* GIVEN TEXT
# # # # # # #
Investing in blockchain alternatives Pt I: Hedera Hashgraph
Hashgraph is distributed ledger technology built on its own version of a DAG, similar to IOTA, for the age of the Internet of Things. But is this really the "blockchain killer"?
IOTA’s ‘Tangle’ is the most well-known project built on a direct acyclical graph (DAG), the most common blockchain alternative with the aim of creating a more scalable, energy efficient and time efficient network than the classical blockchain.
The protocol de jour appears to be EOS/Dan Larimer’s delegated proof-of-stake (DPoS) which has spawned other projects and also hybrid protocols like resulted delegated-proof-of-stake. Tron’s proof-of-authority and Neo’s delegated byzantine fault tolerance protocol also work on a similar premise to DPoS. In fact, it almost seems the more esoteric-sounding acronyms a project can fit into its whitepaper the more credibility it garners.
# # # # # # #
* EXERCISES TO COMPLETE
a - From the Hashgraph article, copy the passage from "The protocol de" up to and including "credibility it garners.".
b - List every consensus protocol named in the last paragraph of the Hashgraph article.
# # # # # # #
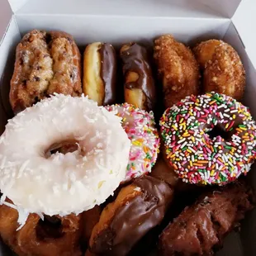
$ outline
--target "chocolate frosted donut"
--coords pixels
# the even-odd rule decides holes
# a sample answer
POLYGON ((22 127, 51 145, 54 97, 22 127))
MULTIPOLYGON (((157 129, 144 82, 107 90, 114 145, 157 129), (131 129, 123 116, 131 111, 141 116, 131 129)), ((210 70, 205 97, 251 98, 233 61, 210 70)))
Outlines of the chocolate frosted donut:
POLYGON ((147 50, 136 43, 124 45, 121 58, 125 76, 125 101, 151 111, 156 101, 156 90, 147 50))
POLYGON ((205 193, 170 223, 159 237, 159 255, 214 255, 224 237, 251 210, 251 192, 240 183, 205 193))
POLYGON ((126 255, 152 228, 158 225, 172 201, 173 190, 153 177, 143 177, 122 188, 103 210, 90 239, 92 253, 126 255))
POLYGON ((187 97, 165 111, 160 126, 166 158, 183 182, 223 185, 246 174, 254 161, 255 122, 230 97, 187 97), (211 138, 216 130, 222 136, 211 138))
# # # # # # #
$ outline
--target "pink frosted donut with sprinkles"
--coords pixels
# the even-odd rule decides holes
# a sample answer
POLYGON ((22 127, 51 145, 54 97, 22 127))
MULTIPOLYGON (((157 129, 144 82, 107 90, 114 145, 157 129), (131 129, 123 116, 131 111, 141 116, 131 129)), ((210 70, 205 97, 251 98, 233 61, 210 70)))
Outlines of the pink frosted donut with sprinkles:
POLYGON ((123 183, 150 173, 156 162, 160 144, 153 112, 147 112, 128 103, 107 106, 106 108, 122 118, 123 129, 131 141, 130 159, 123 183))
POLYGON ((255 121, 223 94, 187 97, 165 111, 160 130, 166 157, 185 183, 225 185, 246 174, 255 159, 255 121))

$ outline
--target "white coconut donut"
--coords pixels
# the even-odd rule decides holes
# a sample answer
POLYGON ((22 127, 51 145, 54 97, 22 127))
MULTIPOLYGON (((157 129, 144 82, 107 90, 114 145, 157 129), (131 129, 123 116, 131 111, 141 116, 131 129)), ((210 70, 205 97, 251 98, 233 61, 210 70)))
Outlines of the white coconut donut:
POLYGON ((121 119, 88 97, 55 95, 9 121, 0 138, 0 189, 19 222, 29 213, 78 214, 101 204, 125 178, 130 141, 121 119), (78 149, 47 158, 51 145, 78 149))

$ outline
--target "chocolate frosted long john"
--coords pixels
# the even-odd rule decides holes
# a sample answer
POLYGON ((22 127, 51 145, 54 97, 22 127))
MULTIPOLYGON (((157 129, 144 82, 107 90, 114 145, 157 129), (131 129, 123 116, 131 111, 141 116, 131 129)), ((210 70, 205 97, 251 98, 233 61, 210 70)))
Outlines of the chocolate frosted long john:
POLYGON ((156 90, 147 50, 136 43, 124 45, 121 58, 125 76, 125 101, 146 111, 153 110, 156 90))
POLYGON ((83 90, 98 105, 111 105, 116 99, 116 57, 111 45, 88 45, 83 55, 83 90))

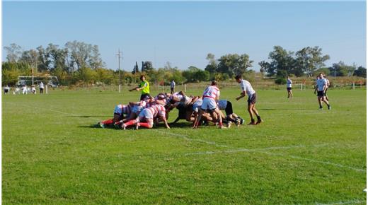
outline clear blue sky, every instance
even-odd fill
# # # # # # #
* TASK RESULTS
a -
The protocol de jour appears to be EOS/Dan Larimer’s delegated proof-of-stake (DPoS) which has spawned other projects and also hybrid protocols like resulted delegated-proof-of-stake. Tron’s proof-of-authority and Neo’s delegated byzantine fault tolerance protocol also work on a similar premise to DPoS. In fact, it almost seems the more esoteric-sounding acronyms a project can fit into its whitepaper the more credibility it garners.

b -
- delegated proof-of-stake (DPoS)
- resulted delegated-proof-of-stake
- proof-of-authority
- delegated byzantine fault tolerance